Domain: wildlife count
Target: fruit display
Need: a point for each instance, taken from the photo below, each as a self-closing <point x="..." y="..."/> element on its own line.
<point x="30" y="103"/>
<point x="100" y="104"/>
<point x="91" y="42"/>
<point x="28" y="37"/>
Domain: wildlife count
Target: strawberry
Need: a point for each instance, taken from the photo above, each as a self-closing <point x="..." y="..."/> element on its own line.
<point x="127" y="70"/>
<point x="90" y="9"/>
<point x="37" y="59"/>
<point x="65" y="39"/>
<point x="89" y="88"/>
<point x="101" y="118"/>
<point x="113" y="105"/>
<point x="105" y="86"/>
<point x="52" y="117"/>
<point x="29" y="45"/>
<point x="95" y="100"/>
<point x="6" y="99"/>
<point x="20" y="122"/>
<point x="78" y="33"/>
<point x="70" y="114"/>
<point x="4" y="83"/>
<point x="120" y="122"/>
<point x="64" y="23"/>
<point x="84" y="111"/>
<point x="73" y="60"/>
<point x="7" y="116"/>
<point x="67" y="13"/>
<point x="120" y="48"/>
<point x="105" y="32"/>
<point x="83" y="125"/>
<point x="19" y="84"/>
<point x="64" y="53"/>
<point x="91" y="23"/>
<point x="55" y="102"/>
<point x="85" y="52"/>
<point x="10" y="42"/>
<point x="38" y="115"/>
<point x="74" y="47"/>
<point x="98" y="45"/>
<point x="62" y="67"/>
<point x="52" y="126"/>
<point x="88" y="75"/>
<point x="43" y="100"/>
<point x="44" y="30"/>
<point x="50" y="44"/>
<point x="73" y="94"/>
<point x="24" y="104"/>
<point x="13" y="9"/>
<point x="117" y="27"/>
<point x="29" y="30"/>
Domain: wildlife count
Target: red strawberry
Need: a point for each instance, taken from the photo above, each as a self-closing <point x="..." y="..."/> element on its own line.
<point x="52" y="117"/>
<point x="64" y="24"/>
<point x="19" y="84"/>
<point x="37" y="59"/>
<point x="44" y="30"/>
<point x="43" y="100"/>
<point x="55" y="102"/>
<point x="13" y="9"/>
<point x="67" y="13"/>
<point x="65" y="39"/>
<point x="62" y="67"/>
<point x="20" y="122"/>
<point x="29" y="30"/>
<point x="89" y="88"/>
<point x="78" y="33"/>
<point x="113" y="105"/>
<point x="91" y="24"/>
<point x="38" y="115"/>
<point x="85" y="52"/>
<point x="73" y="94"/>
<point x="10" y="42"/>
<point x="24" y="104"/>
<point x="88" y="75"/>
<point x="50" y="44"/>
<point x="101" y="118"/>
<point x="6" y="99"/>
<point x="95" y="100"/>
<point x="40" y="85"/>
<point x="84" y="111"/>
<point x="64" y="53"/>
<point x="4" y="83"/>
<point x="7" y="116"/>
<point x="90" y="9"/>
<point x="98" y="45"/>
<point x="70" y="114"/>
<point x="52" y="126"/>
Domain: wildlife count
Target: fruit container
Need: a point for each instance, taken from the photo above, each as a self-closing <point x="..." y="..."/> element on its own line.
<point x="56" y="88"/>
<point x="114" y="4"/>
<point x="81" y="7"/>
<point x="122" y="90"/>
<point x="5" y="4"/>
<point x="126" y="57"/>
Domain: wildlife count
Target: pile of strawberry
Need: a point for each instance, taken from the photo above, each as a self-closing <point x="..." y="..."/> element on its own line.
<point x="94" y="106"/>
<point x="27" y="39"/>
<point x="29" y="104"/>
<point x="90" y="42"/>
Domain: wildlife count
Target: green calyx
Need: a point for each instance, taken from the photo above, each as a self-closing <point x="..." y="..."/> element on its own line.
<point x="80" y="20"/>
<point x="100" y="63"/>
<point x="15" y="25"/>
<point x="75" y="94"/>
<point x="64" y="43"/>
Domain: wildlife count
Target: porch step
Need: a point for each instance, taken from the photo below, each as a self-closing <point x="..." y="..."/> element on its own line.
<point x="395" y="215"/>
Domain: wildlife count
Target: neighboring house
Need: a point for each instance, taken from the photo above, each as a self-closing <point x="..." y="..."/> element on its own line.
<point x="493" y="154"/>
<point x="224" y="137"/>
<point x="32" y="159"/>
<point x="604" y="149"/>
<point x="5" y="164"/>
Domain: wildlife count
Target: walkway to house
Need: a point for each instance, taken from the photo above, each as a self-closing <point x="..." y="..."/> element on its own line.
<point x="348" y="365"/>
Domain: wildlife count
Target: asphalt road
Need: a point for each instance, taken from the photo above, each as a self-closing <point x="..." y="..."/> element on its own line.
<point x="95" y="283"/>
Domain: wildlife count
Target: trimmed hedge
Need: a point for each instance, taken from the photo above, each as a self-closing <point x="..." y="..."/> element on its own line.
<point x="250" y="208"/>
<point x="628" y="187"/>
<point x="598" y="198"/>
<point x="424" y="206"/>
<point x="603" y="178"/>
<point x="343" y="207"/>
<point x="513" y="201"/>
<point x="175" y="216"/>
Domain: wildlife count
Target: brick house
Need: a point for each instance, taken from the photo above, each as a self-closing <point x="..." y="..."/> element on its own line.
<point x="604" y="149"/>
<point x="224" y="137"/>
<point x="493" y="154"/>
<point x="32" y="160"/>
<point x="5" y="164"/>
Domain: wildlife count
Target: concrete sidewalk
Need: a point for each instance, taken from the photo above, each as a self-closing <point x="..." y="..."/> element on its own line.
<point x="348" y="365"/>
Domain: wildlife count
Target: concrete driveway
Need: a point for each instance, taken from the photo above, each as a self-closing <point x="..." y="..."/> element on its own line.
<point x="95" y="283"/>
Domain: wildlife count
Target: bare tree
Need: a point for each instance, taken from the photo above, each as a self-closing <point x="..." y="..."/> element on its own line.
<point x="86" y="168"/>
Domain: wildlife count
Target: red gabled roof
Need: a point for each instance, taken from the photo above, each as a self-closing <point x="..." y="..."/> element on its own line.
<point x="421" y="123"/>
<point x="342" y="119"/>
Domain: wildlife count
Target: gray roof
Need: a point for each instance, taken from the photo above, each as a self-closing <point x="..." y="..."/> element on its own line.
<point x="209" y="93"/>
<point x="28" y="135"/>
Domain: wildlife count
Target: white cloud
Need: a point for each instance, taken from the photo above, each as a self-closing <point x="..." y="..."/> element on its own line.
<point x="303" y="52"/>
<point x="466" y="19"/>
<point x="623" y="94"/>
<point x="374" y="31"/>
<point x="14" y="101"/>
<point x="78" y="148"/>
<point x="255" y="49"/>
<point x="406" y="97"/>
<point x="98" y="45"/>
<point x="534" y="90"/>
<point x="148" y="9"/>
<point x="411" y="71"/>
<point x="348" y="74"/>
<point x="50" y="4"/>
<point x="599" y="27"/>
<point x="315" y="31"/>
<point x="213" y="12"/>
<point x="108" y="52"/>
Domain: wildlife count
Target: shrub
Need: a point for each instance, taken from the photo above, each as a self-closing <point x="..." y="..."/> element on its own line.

+---+

> [SHORT PROBLEM]: State how many lines of the material above contain the word "concrete" with matching case, and reply with the number alone.

> [ANSWER TO THE TASK]: 2